> _Your assignment_
Rewrite every line of the entries below as a JSON list of strings, one string per line, skipping blank lines and leaving out the pictures.

● ● ● ●

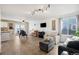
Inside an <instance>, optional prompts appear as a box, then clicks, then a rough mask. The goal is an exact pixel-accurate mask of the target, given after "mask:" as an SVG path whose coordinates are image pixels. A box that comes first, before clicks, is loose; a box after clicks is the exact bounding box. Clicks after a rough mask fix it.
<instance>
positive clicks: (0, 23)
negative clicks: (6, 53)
mask: <svg viewBox="0 0 79 59" xmlns="http://www.w3.org/2000/svg"><path fill="white" fill-rule="evenodd" d="M0 24H1V10H0ZM0 53H1V28H0Z"/></svg>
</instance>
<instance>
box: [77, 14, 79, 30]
mask: <svg viewBox="0 0 79 59" xmlns="http://www.w3.org/2000/svg"><path fill="white" fill-rule="evenodd" d="M77 28H78V29H79V15H78V16H77Z"/></svg>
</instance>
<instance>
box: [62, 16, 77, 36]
mask: <svg viewBox="0 0 79 59" xmlns="http://www.w3.org/2000/svg"><path fill="white" fill-rule="evenodd" d="M76 25H77V19H76V17H69V18H62V19H61V32H62V34H67V35H73V34H75V32H76V29H77V26H76Z"/></svg>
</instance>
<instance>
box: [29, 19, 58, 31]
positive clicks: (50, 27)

● ● ● ●

> _Response box_
[
  "Inside an <instance>, optional prompts appear as a box, then clicks, then a rough mask. The goal is an exact pixel-accurate mask of the target, given after \"mask:\" as an SVG path whose coordinates are image pixels. A box that comes first, before clicks, is loose; a box after clicks is the exact bounding box. Clicks after a rough mask fix it.",
  "<instance>",
  "positive clicks: (0, 23)",
  "negative clicks: (6, 53)",
  "mask: <svg viewBox=\"0 0 79 59\" xmlns=\"http://www.w3.org/2000/svg\"><path fill=\"white\" fill-rule=\"evenodd\" d=\"M0 24H1V10H0ZM0 53H1V28H0Z\"/></svg>",
  "</instance>",
  "<instance>",
  "box: [77, 14, 79, 30]",
  "mask: <svg viewBox=\"0 0 79 59\" xmlns=\"http://www.w3.org/2000/svg\"><path fill=\"white\" fill-rule=\"evenodd\" d=\"M77 28H78V29H79V15H78V16H77Z\"/></svg>",
  "</instance>",
  "<instance>",
  "box: [62, 16, 77, 36]",
  "mask: <svg viewBox=\"0 0 79 59\" xmlns=\"http://www.w3.org/2000/svg\"><path fill=\"white\" fill-rule=\"evenodd\" d=\"M76 25H77V19H76V17H69V18H62V19H61V32H62V34H67V35H73V34H75V32H76V29H77V26H76Z\"/></svg>",
  "</instance>",
  "<instance>",
  "box: [29, 19, 58, 31]",
  "positive clicks: (50, 27)"
]